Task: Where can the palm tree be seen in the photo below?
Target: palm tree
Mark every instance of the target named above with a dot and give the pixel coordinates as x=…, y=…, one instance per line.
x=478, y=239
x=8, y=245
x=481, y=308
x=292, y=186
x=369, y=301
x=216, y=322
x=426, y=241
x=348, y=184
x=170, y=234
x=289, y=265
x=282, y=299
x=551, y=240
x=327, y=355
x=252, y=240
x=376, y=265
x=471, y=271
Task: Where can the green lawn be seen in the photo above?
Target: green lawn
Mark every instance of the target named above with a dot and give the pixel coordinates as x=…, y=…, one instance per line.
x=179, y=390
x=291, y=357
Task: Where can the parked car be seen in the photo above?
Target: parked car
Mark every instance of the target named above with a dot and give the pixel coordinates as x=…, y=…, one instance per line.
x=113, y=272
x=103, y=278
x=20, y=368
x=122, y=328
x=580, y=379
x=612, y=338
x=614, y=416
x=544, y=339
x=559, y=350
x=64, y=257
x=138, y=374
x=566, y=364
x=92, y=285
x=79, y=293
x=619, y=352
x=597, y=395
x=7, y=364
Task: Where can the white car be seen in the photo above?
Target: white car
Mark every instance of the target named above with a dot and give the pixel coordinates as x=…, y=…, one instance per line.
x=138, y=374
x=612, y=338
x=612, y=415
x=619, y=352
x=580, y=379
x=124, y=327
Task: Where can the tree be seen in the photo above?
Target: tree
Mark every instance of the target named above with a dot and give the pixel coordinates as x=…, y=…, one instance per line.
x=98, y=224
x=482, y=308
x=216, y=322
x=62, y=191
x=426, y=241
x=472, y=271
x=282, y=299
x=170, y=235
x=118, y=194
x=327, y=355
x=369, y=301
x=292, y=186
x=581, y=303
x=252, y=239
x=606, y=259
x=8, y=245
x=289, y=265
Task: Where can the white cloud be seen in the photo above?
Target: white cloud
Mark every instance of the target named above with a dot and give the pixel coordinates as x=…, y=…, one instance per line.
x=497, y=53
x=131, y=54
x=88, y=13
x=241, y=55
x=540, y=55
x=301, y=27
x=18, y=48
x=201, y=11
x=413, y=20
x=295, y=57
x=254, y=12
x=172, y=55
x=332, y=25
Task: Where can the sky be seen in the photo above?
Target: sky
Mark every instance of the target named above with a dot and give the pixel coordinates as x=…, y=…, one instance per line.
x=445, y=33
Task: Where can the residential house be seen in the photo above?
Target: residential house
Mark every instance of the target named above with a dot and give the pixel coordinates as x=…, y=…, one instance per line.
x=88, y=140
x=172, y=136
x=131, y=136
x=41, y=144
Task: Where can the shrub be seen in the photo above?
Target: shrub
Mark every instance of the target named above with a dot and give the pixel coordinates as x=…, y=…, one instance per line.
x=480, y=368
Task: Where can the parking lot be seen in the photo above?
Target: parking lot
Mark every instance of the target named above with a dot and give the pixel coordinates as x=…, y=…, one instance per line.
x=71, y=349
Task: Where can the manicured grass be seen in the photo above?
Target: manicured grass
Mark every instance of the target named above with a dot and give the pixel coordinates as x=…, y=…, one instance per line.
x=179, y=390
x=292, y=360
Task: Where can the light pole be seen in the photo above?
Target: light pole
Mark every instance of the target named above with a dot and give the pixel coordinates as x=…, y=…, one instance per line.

---+---

AIM OF THE TASK ->
Please reproduce all of the material above, substituting "point coordinates" for "pixel coordinates" wherever it occurs and leaving everything else unchanged.

RESULT OF THE TASK ->
Task: Where can the palm tree be seen in the photo below?
Target: palm tree
Mark every instance of the target named above with a dot and give the point coordinates as x=…, y=…, one instance per line.
x=478, y=239
x=8, y=245
x=481, y=308
x=292, y=186
x=369, y=301
x=216, y=322
x=426, y=241
x=348, y=184
x=170, y=234
x=289, y=265
x=282, y=299
x=551, y=240
x=327, y=355
x=252, y=240
x=376, y=265
x=471, y=271
Task: Where can the green lawn be seen in the photo above?
Target: green lawn
Mark every instance of the target named above with a dot and give the point coordinates as x=…, y=…, one instance per line.
x=179, y=390
x=291, y=357
Task: Where can the parked car be seen in the photo above?
Target: parked car
Mark every instance of the target named above with a dot and give the point coordinates as x=…, y=…, one instance per line.
x=113, y=272
x=103, y=278
x=20, y=368
x=122, y=328
x=580, y=379
x=612, y=338
x=614, y=416
x=544, y=339
x=559, y=350
x=64, y=257
x=138, y=374
x=566, y=364
x=92, y=285
x=79, y=293
x=619, y=352
x=597, y=395
x=7, y=364
Task: Where can the white car be seen in the photo above?
Target: white car
Mark every instance of the target named above with a dot and give the point coordinates as x=…, y=…, one instance per line.
x=138, y=374
x=612, y=338
x=612, y=415
x=619, y=352
x=580, y=379
x=124, y=327
Task: Where can the tree be seen in the photo above?
Target: tree
Mark every instance of the target named above with a dot and give the point coordinates as x=…, y=…, one instance per line.
x=98, y=224
x=482, y=308
x=216, y=322
x=62, y=191
x=426, y=241
x=472, y=271
x=282, y=299
x=170, y=235
x=118, y=194
x=327, y=355
x=369, y=301
x=292, y=186
x=581, y=303
x=252, y=239
x=606, y=259
x=8, y=245
x=289, y=265
Task: Where can the white cloud be seen in the photo above?
Target: white cloud
Mark every instance of the target named above with a dot and give the point coordinates as x=…, y=…, one instance per line.
x=497, y=53
x=131, y=54
x=88, y=13
x=241, y=55
x=540, y=55
x=301, y=27
x=18, y=48
x=201, y=11
x=413, y=20
x=295, y=57
x=254, y=12
x=172, y=55
x=332, y=25
Task: Where can the sky be seen in the photo above?
Target: sky
Mark every instance of the target named above with a dot and give the point coordinates as x=…, y=…, one instance per line.
x=445, y=33
Task: Where can the residential house be seen in the photo above?
Target: residential house
Mark every instance of the target named above with a dot and give the point coordinates as x=…, y=…, one instance per line.
x=88, y=140
x=172, y=136
x=131, y=136
x=41, y=144
Task: Where can the shrub be seen in the photo above?
Target: shrub
Mark every instance of the target named above with a dot and give the point coordinates as x=…, y=…, one instance per line.
x=480, y=368
Task: Where can the parking lot be seen in the photo above?
Target: parking lot
Mark every instance of the target named above with a dot and give the point coordinates as x=…, y=…, one instance per line.
x=71, y=349
Task: Where can the manicured grass be seen in the photo above?
Target: manicured grass
Mark every instance of the target named above with a dot and give the point coordinates as x=…, y=…, one instance per line.
x=179, y=390
x=292, y=360
Task: Where can the light pole be seen in the photo above?
Target: light pole
Mark every instance of the target named above with a dot and give the point coordinates as x=…, y=…, one instance per line.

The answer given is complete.